## Source material:
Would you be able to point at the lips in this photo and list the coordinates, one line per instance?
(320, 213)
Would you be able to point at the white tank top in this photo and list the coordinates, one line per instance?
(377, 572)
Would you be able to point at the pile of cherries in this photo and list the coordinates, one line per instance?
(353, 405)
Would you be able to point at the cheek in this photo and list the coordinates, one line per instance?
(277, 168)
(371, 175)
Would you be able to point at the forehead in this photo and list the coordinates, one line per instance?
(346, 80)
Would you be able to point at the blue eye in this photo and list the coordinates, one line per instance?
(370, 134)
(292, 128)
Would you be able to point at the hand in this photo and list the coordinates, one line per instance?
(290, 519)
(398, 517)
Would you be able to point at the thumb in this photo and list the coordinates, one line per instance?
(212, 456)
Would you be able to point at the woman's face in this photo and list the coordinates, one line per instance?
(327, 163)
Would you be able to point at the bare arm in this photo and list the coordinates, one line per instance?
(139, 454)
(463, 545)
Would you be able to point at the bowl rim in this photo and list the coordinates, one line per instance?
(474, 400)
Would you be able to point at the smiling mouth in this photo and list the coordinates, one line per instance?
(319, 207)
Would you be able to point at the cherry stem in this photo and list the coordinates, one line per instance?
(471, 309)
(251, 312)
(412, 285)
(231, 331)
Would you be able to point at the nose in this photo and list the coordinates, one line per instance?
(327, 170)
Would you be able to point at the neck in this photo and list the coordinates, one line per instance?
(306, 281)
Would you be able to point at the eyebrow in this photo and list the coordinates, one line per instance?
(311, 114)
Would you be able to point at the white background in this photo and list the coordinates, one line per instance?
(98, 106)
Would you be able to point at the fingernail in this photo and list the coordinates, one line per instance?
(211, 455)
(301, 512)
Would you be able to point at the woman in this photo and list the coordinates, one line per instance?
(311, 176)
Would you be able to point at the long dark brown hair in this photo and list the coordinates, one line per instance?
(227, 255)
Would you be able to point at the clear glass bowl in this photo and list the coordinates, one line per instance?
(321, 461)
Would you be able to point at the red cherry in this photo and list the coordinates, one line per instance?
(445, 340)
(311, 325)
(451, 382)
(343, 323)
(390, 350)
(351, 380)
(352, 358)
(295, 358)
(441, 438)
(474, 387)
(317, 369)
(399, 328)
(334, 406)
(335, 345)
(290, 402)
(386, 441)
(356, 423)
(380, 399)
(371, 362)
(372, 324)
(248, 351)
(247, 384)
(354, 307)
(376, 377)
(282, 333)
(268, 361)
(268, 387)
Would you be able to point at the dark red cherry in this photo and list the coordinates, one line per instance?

## Instructions to follow:
Once more, give all the records exactly as they were written.

## Output of the exercise:
Would you be able to point at the lips in this photo and list the coordinates, one line per instance?
(320, 213)
Would you be able to point at the white tank top in this photo and list the coordinates, one line per instance?
(377, 572)
Would you be able to point at the pile of cherries in this photo and list the coordinates, one line per instance?
(353, 405)
Would you be able to point at the cheek in this photo and list the coordinates, one line per instance?
(277, 168)
(371, 175)
Would you be able to point at the forehead in this photo and list the coordinates, one line per instance?
(346, 80)
Would you be able to point at the blue eye in this photo and list the coordinates, one line per instance?
(370, 134)
(292, 128)
Would you be able to point at the hand in this photo and list the coordinates, one line per instance?
(290, 519)
(398, 517)
Would you be able to point at the thumb in this photo and list the coordinates, one line per instance?
(212, 456)
Would you be able to point at the woman's face in this photo and list the coordinates, one line per instance?
(327, 163)
Would you be able to point at the bare arm in this photo and list the coordinates, one line per instance?
(139, 454)
(463, 545)
Would you be able to point at the bowl rim in this photo and list the coordinates, one line per instance?
(474, 400)
Would you be able to point at the smiling mouth in this photo and list the coordinates, one line per instance?
(319, 207)
Would you be able to point at the cherry stem in this photo and list the coordinates, one line per instance?
(471, 309)
(251, 312)
(412, 285)
(231, 331)
Would you be able to point at the nose in this photo and list the coordinates, one line per instance?
(327, 170)
Would you be able to point at the neck in this photo and list the coordinates, one line per instance?
(306, 281)
Would you be able to point at the eyebrow in this photo and list the coordinates, one line per instance?
(311, 114)
Would you be able to point at the white background in this photo and list the coordinates, one line per instance?
(98, 106)
Would you be able to point at the fingernail in this photo and list the coordinates, one line per instance?
(211, 455)
(301, 512)
Would you be able to point at the woman in this photo and list the coordinates, one line per instance?
(311, 176)
Would you be able to point at the long dark brown hair in this photo and list the coordinates, one line per instance?
(227, 255)
Would you be able to point at the clear glass bowl in this photo and list the coordinates, one line per instance?
(321, 461)
Would you be able to point at the red cherry in this photo and list the coordinates, one line per instance?
(445, 340)
(311, 325)
(451, 382)
(343, 323)
(390, 350)
(351, 380)
(352, 358)
(295, 358)
(441, 438)
(474, 387)
(317, 369)
(399, 328)
(334, 406)
(335, 345)
(290, 402)
(386, 441)
(356, 423)
(380, 399)
(371, 362)
(372, 324)
(248, 351)
(247, 384)
(354, 307)
(376, 377)
(282, 333)
(268, 361)
(268, 387)
Would you be able to point at the dark red cherry in this photo and list the coordinates, one line per instance?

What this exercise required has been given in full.